How can you tell when a rat is happy? The answer may be to look at its ears. A recent study has found that in a similar way to how humans smile when expressing pleasure, the rodents relax their ears, which then flush pink.
There have been plenty of studies looking into how rats behave when they are upset or distressed, mainly to allow those using them as biological models to understand if they are being negatively impacted. Depressed rats, for example, isolate themselves from a group and don’t interact, or fail to try and escape when held up by their tail. Scientists have even devised a “rat grimace scale” to assess how much pain a rodent is suffering from by looking at their facial expressions.
But not much has been done to look for positive emotions in rats.
A happy rat smiles with his ears. PLOS ONE (2016). DOI: 10.1371/journal.pone.0166446
It has recently been found that when tickled, rats seem to act in a happy way, returning for another bout of tickling and even vocalizing – albeit in a frequency too high for humans to hear – in a manner some have compared to laughing. Building on this, the researchers of this latest study decided to use belly tickling to test how rat’s facial expressions change when they are happy.
The 15 test subjects were treated to stints of being tickled by the team, who then photographed their faces to see if there had been any noticeable change. They found that the rodents effectively “smiled” with their ears. When the rats were happy, their ears relaxed and became all droopy, while they also flushed red. When the animals were not as happy, after being blasted with white noise, their ears faced more forward.

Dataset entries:

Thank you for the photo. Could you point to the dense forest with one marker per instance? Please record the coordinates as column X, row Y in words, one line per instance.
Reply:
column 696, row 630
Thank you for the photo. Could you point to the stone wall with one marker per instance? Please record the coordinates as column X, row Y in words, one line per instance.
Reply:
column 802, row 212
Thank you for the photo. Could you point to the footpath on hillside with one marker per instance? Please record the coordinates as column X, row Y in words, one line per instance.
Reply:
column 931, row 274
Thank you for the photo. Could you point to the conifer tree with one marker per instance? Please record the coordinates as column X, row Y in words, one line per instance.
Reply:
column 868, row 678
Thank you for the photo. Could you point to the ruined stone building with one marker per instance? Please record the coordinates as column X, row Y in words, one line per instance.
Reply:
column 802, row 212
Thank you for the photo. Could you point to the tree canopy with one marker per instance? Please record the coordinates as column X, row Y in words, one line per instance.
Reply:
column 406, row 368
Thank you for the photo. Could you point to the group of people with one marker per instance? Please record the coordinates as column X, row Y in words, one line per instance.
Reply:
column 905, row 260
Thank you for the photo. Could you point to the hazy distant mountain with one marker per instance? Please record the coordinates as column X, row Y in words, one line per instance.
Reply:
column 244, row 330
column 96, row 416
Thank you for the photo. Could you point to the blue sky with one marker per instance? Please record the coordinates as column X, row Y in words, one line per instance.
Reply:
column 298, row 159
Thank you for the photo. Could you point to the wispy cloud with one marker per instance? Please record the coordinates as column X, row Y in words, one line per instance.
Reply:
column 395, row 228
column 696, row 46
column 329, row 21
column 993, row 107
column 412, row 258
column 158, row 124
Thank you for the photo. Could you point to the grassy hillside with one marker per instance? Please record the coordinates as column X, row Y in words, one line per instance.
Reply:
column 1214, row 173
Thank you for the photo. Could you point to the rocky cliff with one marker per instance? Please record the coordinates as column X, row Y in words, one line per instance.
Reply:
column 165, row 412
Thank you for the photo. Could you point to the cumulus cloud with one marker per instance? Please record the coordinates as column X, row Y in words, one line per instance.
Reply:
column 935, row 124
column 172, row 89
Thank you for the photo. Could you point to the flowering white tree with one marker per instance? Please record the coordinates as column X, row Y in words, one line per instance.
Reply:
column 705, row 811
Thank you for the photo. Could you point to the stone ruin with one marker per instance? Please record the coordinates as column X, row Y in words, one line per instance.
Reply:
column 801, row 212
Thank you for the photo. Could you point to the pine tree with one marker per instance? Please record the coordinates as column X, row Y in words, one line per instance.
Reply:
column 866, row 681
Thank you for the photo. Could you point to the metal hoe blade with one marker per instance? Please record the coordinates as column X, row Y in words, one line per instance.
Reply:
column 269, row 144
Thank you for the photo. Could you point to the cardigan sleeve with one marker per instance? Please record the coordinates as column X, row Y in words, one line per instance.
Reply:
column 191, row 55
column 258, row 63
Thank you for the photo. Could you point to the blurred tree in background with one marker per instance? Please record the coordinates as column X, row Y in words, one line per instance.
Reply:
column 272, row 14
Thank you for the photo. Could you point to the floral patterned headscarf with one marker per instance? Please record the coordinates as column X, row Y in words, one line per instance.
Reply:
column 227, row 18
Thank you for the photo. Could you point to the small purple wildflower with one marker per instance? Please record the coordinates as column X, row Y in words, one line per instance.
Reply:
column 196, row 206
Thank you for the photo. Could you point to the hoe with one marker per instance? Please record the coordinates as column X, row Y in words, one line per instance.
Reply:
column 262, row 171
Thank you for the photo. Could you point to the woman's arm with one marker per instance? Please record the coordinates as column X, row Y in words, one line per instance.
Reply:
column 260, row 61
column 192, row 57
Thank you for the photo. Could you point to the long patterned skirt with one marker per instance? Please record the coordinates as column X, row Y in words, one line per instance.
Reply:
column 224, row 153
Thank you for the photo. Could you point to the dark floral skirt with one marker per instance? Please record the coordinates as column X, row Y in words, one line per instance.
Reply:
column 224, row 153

— Explore the material —
A. Can you reproduce the rat article word for word from "A happy rat" to "they are happy."?
B. Can you continue the rat article, picking up after its last sentence?

— Outputs by task —
A.
A happy rat smiles with his ears. PLOS ONE (2016). DOI: 10.1371/journal.pone.0166446
It has recently been found that when tickled, rats seem to act in a happy way, returning for another bout of tickling and even vocalizing – albeit in a frequency too high for humans to hear – in a manner some have compared to laughing. Building on this, the researchers of this latest study decided to use belly tickling to test how rat’s facial expressions change when they are happy.

B.
How to make a rat laugh. PLOS ONE (2016). DOI: 10.1371/journal.pone.0166446
Why they do this is a little harder to explain. Their ears probably droop due to the relaxed nature of the rodents, but the changing in color of the ears is more difficult to decode. They turn pink because there is an increase in blood flow to their sound holes, but whether this is conclusively because they are happier, or because of the increase in physical activity when their bellies are tickled, is not known.
How the rats felt when laughing and drooping is even harder to understand. You can’t exactly ask the furry rodents. But the scientists can look at brain scans, and, considering their brains are made up of the same connections as our own, including all the same chemicals and functions, it is not too farfetched to suggest they feel similar things to us.